◆ Enunciado
Selecciona las líneas de abajo que contienen la palabra "stone" y cópialas todas.

Filas de un conjunto de datos para señalar objetos
((
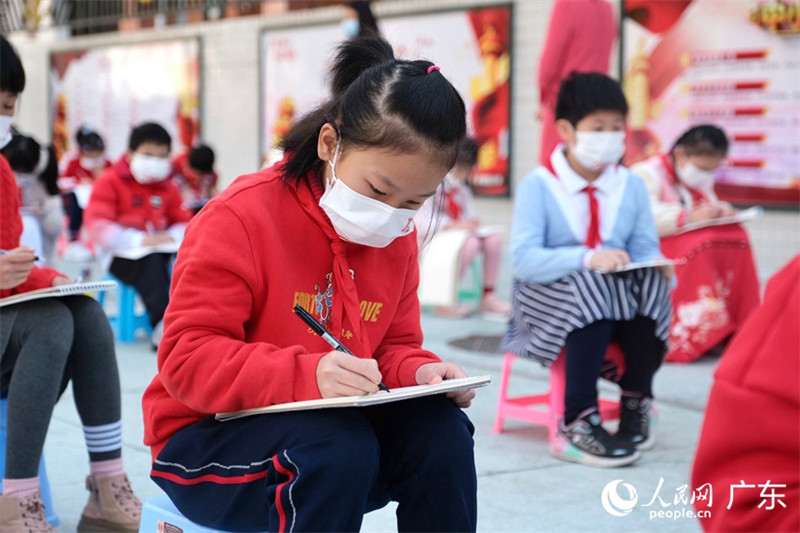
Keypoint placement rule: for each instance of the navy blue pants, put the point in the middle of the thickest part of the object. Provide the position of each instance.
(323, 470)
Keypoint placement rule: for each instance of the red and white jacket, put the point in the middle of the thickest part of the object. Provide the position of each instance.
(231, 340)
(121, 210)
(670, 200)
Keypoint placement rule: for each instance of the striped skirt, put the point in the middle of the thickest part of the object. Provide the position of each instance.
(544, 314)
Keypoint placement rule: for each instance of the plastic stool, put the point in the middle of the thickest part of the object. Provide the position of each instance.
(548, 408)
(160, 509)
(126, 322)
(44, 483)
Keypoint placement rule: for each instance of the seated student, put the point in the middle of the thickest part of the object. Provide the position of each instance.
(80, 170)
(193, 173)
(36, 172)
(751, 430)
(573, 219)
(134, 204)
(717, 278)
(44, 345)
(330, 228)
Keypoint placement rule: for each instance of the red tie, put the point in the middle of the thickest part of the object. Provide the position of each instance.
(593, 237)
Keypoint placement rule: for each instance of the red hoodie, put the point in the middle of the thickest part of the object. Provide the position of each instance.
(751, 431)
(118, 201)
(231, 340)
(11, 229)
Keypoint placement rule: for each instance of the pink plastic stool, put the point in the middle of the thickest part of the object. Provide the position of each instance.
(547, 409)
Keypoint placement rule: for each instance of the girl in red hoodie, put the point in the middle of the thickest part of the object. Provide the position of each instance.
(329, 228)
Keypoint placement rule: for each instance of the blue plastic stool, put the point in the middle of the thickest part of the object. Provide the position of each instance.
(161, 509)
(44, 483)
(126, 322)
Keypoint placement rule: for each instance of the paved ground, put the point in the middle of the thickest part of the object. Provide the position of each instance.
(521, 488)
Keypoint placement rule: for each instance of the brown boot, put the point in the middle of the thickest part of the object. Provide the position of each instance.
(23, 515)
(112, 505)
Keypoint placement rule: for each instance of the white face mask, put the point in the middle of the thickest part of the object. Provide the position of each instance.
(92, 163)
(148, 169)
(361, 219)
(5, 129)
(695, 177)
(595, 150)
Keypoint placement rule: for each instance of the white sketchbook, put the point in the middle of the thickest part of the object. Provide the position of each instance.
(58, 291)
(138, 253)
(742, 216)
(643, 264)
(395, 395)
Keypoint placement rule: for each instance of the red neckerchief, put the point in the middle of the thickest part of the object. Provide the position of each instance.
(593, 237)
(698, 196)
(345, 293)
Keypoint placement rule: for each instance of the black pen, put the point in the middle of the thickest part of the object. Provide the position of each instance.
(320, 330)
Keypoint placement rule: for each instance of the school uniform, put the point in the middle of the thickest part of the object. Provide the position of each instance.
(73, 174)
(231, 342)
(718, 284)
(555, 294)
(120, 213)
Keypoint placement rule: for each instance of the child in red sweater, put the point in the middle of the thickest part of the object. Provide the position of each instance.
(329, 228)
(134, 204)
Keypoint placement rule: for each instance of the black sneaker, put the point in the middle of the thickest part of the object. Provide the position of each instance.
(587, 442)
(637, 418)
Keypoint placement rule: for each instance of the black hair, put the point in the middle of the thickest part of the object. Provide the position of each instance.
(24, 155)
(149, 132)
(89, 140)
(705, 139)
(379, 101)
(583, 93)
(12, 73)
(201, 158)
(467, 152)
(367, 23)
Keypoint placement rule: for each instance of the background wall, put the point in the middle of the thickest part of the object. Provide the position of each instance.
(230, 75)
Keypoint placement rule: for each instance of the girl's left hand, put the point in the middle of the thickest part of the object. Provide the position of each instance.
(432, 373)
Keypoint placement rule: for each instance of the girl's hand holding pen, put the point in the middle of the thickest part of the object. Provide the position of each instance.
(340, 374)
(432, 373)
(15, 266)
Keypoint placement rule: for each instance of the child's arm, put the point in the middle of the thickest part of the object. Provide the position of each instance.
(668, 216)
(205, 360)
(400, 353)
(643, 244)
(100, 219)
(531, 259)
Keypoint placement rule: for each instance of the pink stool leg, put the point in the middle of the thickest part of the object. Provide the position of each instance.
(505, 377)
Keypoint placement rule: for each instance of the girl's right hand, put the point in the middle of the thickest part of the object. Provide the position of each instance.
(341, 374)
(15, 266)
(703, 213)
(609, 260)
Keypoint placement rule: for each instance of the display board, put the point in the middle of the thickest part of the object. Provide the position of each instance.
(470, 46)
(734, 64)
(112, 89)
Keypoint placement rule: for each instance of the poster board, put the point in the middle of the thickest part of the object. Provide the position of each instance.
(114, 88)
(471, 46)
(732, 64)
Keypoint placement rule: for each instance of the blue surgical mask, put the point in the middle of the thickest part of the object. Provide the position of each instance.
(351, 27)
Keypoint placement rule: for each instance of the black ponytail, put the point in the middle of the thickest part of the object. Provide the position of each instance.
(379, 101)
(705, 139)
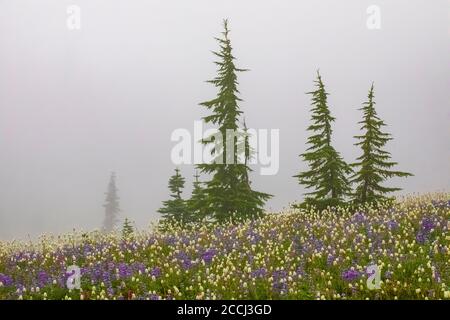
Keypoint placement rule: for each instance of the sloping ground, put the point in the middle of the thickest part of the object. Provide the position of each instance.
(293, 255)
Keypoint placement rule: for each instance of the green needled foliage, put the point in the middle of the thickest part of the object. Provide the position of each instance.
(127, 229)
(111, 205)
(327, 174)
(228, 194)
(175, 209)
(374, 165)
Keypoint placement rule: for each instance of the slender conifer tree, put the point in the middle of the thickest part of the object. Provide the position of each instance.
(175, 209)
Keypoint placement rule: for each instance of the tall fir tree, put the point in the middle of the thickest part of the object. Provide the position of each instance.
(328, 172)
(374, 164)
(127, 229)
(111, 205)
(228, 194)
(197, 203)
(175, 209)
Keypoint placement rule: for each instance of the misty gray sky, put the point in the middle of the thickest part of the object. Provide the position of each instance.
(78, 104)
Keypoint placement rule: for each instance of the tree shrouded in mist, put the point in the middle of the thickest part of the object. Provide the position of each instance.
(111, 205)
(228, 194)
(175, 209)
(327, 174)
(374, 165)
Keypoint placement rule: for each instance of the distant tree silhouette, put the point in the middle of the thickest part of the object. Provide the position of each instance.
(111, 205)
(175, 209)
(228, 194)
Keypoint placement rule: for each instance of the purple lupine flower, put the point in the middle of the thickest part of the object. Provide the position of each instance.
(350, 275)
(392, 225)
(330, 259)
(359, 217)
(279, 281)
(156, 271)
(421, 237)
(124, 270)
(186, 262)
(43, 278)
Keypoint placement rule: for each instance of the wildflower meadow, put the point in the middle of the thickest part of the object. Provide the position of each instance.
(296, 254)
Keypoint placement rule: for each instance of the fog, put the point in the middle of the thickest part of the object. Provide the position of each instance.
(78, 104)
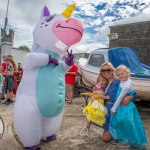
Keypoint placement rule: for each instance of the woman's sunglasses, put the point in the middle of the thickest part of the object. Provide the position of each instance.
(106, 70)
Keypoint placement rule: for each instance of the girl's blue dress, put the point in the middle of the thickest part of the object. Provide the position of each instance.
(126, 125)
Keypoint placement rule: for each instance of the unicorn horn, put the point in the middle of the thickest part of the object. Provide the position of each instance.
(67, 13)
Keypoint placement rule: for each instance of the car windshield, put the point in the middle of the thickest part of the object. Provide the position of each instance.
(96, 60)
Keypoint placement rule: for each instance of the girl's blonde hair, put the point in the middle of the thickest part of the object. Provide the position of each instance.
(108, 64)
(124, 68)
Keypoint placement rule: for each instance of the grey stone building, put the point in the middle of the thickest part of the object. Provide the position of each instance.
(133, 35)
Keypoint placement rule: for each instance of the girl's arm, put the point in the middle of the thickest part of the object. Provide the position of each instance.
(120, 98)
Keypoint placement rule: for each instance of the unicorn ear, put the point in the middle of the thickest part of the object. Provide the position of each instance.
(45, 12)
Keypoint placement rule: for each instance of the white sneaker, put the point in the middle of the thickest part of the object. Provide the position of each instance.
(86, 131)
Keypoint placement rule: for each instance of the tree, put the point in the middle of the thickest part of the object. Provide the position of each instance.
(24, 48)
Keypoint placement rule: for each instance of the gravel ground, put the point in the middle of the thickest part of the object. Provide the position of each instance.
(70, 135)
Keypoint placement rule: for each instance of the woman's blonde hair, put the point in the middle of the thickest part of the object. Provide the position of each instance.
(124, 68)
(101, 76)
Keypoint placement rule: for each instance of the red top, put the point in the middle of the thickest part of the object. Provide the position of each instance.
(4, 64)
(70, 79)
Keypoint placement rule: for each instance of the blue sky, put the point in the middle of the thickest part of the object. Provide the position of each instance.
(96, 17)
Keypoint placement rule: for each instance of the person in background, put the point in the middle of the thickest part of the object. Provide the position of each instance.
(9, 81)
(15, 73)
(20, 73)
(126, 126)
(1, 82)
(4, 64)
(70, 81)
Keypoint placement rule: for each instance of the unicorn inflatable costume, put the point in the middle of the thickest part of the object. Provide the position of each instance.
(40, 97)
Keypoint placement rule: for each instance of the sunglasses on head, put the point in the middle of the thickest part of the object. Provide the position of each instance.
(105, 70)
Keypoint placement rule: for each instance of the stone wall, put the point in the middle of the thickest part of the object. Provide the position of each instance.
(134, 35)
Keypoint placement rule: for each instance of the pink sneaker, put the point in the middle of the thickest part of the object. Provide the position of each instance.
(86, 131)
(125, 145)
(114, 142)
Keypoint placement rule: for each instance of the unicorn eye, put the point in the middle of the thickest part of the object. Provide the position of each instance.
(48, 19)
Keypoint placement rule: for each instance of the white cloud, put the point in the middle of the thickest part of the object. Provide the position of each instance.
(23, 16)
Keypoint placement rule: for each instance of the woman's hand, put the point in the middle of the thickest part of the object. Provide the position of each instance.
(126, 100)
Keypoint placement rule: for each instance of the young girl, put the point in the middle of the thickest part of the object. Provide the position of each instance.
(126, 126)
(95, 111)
))
((
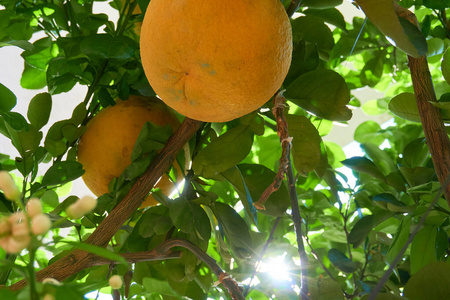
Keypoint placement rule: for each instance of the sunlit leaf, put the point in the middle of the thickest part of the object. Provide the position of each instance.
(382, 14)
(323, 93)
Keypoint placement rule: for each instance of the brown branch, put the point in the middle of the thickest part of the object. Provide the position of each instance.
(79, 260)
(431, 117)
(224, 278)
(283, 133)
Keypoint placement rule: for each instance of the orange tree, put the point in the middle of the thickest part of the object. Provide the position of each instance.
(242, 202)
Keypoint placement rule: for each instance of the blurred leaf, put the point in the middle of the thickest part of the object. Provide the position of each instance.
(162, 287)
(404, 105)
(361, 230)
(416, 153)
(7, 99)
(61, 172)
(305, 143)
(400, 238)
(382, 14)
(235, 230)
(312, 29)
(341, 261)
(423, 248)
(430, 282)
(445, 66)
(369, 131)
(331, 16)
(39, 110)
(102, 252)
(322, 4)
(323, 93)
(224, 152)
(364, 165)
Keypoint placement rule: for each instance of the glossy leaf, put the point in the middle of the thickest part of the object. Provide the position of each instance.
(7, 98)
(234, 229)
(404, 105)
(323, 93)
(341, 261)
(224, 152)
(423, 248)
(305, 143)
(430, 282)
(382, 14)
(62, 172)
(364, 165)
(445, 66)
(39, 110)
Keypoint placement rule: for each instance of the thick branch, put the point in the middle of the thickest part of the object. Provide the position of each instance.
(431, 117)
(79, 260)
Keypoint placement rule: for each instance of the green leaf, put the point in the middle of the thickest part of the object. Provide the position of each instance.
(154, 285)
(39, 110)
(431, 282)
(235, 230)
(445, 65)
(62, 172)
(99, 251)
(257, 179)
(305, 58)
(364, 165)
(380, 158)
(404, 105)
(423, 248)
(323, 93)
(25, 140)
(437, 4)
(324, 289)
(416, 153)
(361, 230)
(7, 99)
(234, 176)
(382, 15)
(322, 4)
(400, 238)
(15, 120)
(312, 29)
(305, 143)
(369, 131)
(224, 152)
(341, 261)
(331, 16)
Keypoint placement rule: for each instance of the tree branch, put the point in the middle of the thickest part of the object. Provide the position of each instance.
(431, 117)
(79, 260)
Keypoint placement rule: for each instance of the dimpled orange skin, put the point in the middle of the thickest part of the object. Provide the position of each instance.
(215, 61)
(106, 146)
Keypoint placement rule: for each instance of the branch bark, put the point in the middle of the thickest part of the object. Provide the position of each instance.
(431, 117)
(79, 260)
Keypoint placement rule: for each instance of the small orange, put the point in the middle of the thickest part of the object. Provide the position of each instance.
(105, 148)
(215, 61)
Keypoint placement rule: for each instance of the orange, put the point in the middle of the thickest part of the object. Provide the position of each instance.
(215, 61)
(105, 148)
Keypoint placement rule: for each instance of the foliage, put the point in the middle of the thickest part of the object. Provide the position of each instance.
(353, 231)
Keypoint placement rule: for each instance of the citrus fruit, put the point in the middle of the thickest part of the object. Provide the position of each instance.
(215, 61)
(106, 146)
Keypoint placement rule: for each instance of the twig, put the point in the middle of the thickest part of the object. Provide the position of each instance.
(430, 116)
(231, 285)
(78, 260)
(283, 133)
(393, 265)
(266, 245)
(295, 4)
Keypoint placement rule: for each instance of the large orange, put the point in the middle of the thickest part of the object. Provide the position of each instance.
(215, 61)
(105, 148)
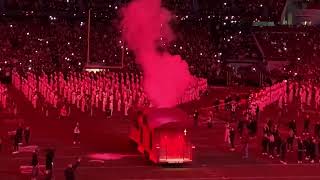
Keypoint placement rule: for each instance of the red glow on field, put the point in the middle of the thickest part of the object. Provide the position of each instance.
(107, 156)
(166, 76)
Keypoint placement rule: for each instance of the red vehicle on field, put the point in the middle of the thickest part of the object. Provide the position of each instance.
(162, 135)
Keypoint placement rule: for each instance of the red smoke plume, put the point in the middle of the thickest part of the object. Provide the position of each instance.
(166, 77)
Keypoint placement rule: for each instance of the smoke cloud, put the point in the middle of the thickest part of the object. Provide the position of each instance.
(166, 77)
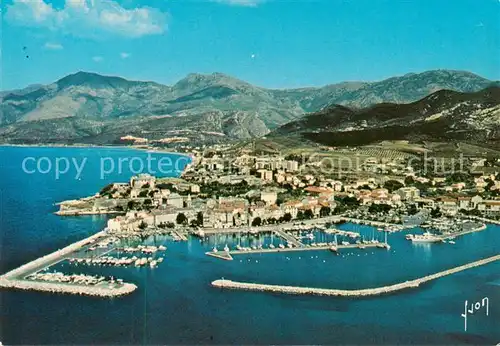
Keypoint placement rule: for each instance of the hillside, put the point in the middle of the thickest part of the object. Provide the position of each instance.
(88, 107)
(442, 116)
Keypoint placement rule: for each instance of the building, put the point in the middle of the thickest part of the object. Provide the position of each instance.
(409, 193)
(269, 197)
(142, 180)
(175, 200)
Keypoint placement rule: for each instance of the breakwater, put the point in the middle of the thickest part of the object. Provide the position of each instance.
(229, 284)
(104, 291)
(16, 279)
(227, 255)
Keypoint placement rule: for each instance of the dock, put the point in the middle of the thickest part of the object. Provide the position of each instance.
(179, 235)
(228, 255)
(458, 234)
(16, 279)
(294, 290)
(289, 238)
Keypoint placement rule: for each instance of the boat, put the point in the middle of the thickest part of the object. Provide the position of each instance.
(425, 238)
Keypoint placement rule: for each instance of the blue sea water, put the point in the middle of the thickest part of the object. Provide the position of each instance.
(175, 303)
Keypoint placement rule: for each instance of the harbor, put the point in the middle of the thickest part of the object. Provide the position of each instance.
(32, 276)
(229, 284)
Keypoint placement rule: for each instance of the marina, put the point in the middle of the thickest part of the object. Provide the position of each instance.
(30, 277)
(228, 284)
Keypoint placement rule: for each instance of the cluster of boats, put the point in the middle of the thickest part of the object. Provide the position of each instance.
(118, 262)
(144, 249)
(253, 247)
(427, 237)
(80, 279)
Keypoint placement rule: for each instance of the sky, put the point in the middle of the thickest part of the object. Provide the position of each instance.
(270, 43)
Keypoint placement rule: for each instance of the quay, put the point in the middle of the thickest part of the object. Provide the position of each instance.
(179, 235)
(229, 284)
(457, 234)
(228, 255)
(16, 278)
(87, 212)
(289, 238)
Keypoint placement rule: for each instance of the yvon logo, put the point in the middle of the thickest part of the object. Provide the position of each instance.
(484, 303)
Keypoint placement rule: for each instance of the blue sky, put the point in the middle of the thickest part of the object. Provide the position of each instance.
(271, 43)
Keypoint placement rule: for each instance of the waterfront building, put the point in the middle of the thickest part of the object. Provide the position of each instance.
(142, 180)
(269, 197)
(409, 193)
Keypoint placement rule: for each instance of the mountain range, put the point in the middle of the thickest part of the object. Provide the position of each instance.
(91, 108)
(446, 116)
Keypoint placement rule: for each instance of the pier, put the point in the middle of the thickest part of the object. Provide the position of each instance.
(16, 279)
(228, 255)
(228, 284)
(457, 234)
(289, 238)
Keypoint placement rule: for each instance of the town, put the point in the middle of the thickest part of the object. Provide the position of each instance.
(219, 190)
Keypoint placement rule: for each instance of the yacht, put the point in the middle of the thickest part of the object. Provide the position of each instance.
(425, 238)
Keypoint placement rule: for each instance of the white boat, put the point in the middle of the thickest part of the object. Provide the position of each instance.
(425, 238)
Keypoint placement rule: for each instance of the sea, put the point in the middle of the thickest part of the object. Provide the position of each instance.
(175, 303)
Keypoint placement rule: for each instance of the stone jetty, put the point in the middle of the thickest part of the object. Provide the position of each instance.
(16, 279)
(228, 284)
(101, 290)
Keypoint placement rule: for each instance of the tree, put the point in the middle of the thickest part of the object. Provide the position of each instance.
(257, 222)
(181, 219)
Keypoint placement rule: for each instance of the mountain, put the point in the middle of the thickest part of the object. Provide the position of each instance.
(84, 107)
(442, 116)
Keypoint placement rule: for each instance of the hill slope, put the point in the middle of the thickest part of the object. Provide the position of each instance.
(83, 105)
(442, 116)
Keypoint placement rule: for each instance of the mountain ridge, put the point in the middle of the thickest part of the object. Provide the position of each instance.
))
◆ Respuesta completa
Keypoint placement rule: for each instance of the grey stone building, put the point in the middle of the thickest part of the object. Provide the position of each instance.
Keypoint placement rule: for each instance of the stone wall, put the point in the middle of the thickest part of the object. Provide the position of each instance.
Keypoint placement rule: for each instance of the stone jetty, put the point in the middle of the thickest part of the object. Provide the position of each instance.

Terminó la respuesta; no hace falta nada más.